* Die Aufgabe:
Übertrage diesen Satz aus dem Bericht über Friedrichs Rücktritt ins Englische: „Als mögliche Nachfolgerin von Friedrich gilt die Verkehrsstaatssekretärin Dorothee Bär (CSU).“

* Textauszug:
Friedrich tritt zurück

Bericht: Merkel drängte den Agrarminister wegen des Falls Edathy zum Abgang / Erklärung Merkels am Nachmittag / Staatsanwalt fassungslos über Indiskretion

  • Lesedauer: 3 Min.

Berlin. Bundesagrarminister Hans-Peter Friedrich (CSU) ist nach einem möglichen Geheimnisverrat im Fall Sebastian Edathy zurückgetreten. Zunächst hatte er am Freitagvormittag noch erklärt, er wolle sein Amt im Fall von Ermittlungen der Justiz gegen ihn zur Verfügung stellen. Er sagte am Donnerstagnachmittag in einer sehr kurzen Erklärung, er sei weiterhin der Auffassung, dass er rechtlich und politisch richtig gehandelt habe. Allerdings sei der Druck auf ihn in den letzten Stunden zu groß geworden, um das Amt als Agrarminister noch weiter auszufüllen.

Wie die »Bild«-Zeitung berichtet, habe sich Friedrich dem Druck von Bundeskanzlerin Angela Merkel gebeugt. Die Regierungschefin habe den CSU-Politiker bei einem Telefonat zur mittagszeit dazu gedrängt, die Konsequenzen aus der Affäre. Das Blatt schreibt weiter, Merkel habe damit von ihrer Richtlinienkompetenz Gebrauch gemacht - was freilich auch die derzeit für die Kanzlerin günstigste Lesart ist. Merkel will sich um 17.30 Uhr zu den Vorgängen erklären.

Als mögliche Nachfolgerin von Friedrich gilt die Verkehrsstaatssekretärin Dorothee Bär (CSU). Friedrich hatte im Oktober noch als Innenminister SPD-Chef Sigmar Gabriel darüber informiert, dass der Name des Sozialdemokraten Edathy bei internationalen Ermittlungen aufgetaucht sei.

Friedrich hatte bis zuletzt die Weitergabe der Information über die Ermittlungen gegen Edathy an Gabriel verteidigt. »Ich war davon überzeugt, dass ich politisch wie rechtlich richtig gehandelt habe«, betonte er in einer Mitteilung. »Sollte die Staatsanwaltschaft zu anderen Ergebnissen kommen und ein Ermittlungsverfahren aufnehmen, werde ich mein Amt zur Verfügung stellen.« Linke, Grüne und FDP hatten Friedrichs Rücktritt gefordert.

* Vorliegende Daten:
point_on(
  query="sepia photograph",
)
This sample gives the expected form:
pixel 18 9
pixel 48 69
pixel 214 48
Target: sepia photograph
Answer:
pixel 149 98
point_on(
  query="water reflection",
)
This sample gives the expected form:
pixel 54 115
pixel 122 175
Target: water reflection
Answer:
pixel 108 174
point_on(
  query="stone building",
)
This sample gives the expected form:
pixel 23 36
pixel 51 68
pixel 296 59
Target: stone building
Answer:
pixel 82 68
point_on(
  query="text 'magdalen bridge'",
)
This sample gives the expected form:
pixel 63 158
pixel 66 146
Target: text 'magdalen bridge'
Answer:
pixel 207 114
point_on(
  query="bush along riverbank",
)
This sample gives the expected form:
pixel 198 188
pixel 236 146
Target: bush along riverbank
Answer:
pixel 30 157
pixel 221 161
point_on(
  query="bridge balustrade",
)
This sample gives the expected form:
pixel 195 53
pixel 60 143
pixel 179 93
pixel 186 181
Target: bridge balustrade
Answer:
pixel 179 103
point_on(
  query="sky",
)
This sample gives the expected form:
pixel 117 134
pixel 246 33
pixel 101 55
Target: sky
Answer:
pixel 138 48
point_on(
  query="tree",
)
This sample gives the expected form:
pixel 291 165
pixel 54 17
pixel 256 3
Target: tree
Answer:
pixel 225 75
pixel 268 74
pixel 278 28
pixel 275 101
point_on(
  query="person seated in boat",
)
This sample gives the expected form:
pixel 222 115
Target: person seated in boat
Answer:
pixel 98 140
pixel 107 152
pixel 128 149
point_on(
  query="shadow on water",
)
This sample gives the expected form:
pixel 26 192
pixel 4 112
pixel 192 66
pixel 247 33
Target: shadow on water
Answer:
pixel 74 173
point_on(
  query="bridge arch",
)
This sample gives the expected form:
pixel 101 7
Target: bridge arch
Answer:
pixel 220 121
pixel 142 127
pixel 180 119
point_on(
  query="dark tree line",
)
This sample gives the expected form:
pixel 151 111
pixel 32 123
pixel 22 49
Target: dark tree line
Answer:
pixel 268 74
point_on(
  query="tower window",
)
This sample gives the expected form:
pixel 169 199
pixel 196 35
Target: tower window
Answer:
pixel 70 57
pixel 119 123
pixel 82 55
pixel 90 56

* Das Ergebnis:
Dorothee Bär (CSU), state secretary for transport, is considered a possible successor to Friedrich.